Can you turn every line of the material below into a Markdown table with the columns "Row" and "Line", numbering the rows and dropping blank lines? Leave the pictures out of the answer.

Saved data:
□ □ □
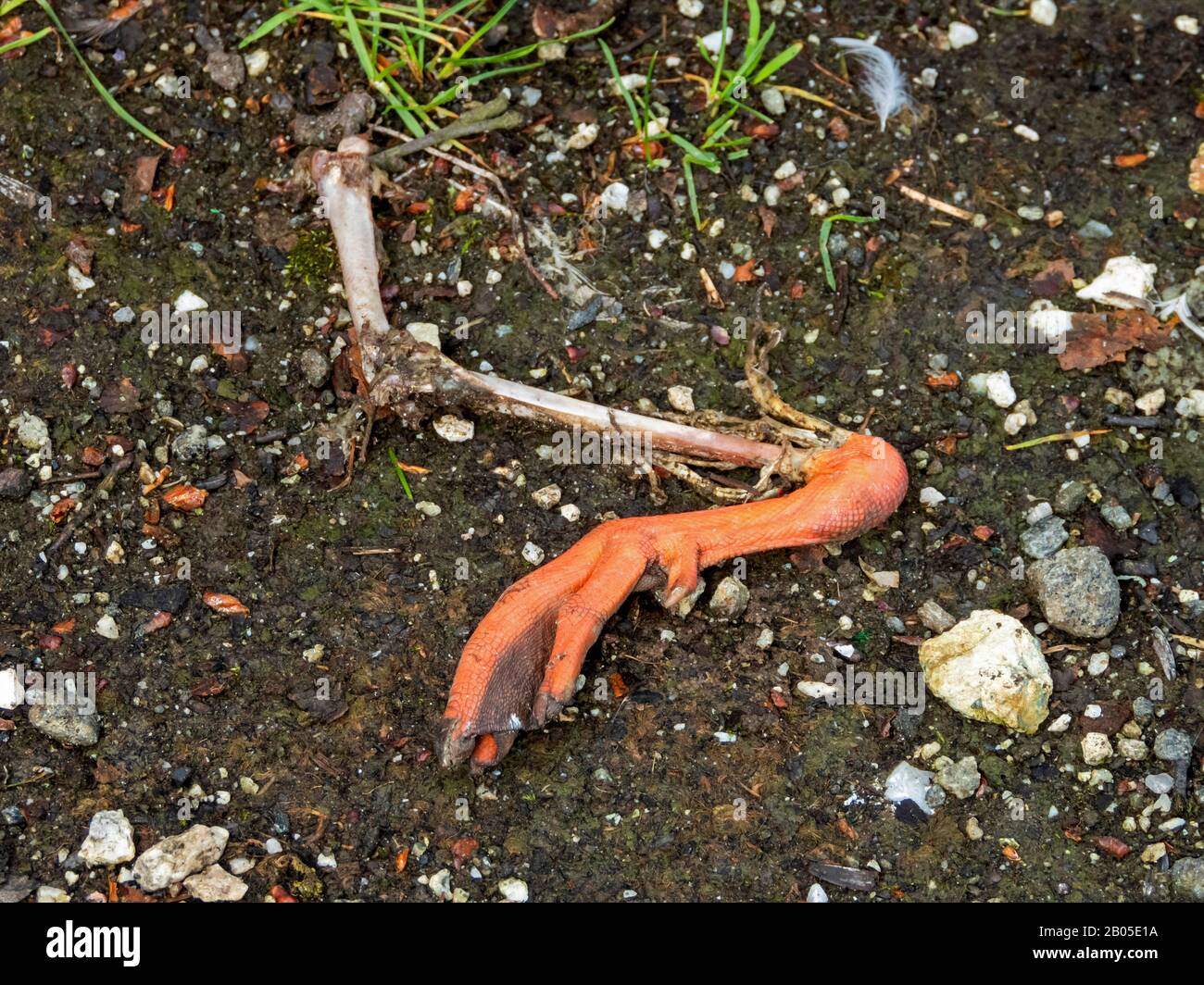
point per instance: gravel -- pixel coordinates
(1044, 537)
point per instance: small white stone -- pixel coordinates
(773, 101)
(584, 136)
(1043, 11)
(546, 497)
(1123, 283)
(109, 840)
(1152, 401)
(454, 429)
(425, 331)
(682, 399)
(614, 196)
(1097, 748)
(80, 281)
(630, 82)
(713, 41)
(257, 61)
(817, 689)
(1014, 423)
(961, 35)
(997, 387)
(31, 431)
(189, 303)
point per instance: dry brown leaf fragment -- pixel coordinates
(1097, 339)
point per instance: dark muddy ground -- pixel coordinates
(211, 719)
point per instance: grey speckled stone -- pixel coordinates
(1044, 537)
(65, 724)
(1078, 592)
(1187, 876)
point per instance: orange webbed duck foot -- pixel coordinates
(520, 666)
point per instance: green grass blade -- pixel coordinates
(109, 99)
(20, 43)
(618, 81)
(826, 231)
(401, 475)
(276, 19)
(783, 58)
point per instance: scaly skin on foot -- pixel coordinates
(520, 666)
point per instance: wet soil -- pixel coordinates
(634, 797)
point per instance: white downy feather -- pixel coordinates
(880, 80)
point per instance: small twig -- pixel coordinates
(949, 209)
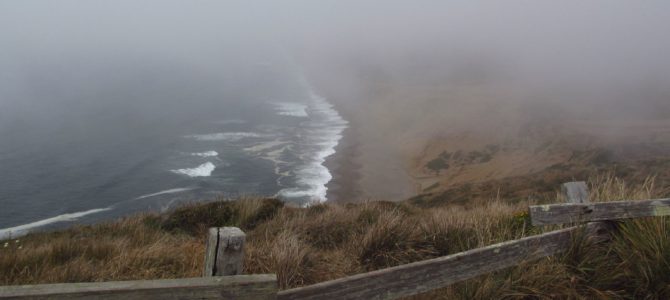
□ □ □
Response to the exercise:
| Row | Line |
|---|---|
| 1 | point per instance: gravel -- pixel coordinates |
| 2 | (1044, 537) |
| 3 | point per instance: small white stone -- pixel coordinates |
| 4 | (773, 101) |
| 5 | (584, 136) |
| 6 | (1043, 11) |
| 7 | (546, 497) |
| 8 | (1123, 283) |
| 9 | (109, 840) |
| 10 | (1152, 401) |
| 11 | (454, 429) |
| 12 | (425, 331) |
| 13 | (682, 399) |
| 14 | (614, 196) |
| 15 | (1097, 748) |
| 16 | (80, 281) |
| 17 | (630, 82) |
| 18 | (713, 41) |
| 19 | (257, 61) |
| 20 | (817, 689) |
| 21 | (1014, 423) |
| 22 | (961, 35) |
| 23 | (997, 387) |
| 24 | (31, 431) |
| 25 | (189, 303) |
| 26 | point per instance: dry brown leaf fragment -- pixel coordinates |
| 27 | (1097, 339) |
| 28 | point per instance: dark muddy ground -- pixel coordinates |
| 29 | (211, 719) |
| 30 | point per instance: grey speckled stone -- pixel coordinates |
| 31 | (1044, 537) |
| 32 | (65, 724) |
| 33 | (1078, 592) |
| 34 | (1187, 876) |
| 35 | point per instance: orange webbed duck foot -- pixel coordinates |
| 36 | (520, 666) |
| 37 | point per instance: green grass blade -- pixel coordinates |
| 38 | (109, 99) |
| 39 | (20, 43) |
| 40 | (618, 81) |
| 41 | (826, 231) |
| 42 | (401, 475) |
| 43 | (276, 19) |
| 44 | (783, 58) |
| 45 | point per instance: scaly skin on foot -- pixel coordinates |
| 46 | (520, 666) |
| 47 | point per instance: wet soil -- pixel coordinates |
| 48 | (634, 797) |
| 49 | point per instance: white downy feather -- pixel coordinates |
| 50 | (880, 80) |
| 51 | point per instance: small twig -- pixel coordinates |
| 52 | (949, 209) |